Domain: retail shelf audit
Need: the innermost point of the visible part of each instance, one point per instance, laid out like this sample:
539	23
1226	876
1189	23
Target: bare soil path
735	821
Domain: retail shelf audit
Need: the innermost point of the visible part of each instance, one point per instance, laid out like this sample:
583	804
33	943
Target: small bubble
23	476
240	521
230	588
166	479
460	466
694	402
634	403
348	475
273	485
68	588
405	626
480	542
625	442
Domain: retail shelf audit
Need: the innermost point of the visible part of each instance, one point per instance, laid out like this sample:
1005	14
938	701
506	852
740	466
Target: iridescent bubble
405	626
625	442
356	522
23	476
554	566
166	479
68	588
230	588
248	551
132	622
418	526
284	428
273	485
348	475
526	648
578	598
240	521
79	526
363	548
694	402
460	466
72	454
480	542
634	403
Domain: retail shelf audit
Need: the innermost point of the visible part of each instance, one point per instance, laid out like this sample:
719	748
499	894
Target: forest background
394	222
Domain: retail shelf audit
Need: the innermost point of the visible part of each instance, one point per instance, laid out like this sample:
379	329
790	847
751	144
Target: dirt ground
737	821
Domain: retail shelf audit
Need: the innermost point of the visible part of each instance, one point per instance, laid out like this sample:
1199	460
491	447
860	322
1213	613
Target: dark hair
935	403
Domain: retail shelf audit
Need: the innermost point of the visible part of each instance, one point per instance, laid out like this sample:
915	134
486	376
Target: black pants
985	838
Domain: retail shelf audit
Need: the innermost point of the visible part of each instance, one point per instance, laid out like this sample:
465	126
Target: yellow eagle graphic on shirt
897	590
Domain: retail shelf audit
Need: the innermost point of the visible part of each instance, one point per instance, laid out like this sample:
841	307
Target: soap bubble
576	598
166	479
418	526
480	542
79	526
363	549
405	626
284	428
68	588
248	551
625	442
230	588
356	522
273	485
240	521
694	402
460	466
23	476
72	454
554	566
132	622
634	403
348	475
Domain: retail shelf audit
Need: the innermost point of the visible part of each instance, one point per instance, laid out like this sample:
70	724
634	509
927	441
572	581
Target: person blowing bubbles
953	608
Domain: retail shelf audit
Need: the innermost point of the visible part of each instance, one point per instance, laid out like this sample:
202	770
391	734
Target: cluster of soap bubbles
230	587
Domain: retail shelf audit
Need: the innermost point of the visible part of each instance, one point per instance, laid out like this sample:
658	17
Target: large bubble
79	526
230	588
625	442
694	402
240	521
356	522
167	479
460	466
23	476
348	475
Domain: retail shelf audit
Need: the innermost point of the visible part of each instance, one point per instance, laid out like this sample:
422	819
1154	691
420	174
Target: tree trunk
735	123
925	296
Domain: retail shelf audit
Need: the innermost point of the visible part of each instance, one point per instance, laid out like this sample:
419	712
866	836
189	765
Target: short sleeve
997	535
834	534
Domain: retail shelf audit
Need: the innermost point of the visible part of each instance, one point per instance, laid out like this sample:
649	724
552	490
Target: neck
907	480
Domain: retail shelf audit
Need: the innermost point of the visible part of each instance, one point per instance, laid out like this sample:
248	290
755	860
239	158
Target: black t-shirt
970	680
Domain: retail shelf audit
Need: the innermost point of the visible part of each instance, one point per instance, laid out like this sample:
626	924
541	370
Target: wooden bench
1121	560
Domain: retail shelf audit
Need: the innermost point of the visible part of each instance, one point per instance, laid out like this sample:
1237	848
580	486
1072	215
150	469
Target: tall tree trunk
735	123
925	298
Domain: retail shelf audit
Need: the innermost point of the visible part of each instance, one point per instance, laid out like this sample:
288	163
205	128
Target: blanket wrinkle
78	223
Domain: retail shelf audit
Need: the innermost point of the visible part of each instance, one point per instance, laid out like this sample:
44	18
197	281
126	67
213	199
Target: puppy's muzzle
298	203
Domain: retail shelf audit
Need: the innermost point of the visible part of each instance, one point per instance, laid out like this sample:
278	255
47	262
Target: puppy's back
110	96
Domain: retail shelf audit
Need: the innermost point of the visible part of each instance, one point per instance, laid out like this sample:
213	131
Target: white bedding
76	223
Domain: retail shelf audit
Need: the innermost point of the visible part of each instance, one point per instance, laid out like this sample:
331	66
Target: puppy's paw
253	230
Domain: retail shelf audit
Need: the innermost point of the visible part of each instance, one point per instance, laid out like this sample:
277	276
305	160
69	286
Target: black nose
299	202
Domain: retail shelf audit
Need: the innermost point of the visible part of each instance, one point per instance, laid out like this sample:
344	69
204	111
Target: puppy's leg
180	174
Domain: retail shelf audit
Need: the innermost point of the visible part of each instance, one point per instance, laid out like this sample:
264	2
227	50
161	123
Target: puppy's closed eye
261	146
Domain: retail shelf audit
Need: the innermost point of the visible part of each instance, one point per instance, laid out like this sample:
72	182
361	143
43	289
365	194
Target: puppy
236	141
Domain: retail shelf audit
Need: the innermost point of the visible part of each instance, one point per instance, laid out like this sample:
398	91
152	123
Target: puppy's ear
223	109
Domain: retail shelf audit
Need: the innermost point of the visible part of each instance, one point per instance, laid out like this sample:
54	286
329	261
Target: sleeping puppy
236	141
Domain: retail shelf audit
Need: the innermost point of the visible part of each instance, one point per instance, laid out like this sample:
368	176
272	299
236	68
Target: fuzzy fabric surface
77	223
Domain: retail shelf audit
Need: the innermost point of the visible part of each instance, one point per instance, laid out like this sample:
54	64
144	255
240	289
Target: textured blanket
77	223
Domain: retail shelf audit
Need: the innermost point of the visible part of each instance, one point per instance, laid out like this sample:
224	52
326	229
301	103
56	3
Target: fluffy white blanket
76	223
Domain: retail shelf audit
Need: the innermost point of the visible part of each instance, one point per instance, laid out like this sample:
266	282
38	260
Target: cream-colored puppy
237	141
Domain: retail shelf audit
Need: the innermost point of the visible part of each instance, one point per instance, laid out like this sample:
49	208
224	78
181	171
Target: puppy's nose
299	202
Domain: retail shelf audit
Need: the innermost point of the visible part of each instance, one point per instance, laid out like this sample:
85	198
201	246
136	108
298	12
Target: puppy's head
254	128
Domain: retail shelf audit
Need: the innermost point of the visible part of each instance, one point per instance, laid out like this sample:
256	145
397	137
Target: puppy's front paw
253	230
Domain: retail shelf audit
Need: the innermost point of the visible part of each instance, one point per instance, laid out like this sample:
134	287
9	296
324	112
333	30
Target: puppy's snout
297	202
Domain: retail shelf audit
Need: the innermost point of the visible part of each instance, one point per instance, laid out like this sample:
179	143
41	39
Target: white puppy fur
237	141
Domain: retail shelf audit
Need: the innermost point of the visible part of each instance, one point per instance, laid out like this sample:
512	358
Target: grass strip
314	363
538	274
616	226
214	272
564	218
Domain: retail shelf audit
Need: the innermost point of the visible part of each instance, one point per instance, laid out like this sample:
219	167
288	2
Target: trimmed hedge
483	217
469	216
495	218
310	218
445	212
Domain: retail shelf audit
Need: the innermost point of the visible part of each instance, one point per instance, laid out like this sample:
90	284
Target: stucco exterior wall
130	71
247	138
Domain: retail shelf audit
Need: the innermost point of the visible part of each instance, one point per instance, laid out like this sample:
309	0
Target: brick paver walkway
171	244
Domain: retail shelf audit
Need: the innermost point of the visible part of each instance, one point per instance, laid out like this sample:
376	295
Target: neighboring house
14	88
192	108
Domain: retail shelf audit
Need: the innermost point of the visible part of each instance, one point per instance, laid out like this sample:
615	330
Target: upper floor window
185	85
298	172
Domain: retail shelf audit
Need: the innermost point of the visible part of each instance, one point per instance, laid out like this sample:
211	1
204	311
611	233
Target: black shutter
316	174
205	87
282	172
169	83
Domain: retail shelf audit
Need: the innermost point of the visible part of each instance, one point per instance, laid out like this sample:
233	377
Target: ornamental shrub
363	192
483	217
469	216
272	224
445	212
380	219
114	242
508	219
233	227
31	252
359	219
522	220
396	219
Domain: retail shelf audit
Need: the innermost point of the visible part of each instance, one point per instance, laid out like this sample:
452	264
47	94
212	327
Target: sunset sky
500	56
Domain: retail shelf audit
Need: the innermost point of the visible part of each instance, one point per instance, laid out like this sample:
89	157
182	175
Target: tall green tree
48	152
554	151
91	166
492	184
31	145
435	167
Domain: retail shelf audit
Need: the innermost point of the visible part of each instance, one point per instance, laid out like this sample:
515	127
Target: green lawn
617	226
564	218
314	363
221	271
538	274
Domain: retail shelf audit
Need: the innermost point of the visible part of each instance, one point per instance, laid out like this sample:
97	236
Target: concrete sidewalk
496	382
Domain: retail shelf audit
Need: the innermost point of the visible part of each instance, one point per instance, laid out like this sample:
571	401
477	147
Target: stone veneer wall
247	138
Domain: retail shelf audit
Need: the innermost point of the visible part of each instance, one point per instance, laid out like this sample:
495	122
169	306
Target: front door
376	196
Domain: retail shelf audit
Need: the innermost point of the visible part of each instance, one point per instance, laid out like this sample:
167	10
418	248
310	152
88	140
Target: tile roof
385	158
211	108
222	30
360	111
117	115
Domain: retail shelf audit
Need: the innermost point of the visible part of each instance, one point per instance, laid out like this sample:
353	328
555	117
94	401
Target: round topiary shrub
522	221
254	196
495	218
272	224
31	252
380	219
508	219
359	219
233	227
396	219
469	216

········

- Work to be completed:
Pull every line from the data above that contains the string "wall", and copy each one. Case counts.

- Task response:
Target: stucco exterior wall
Target: stone veneer wall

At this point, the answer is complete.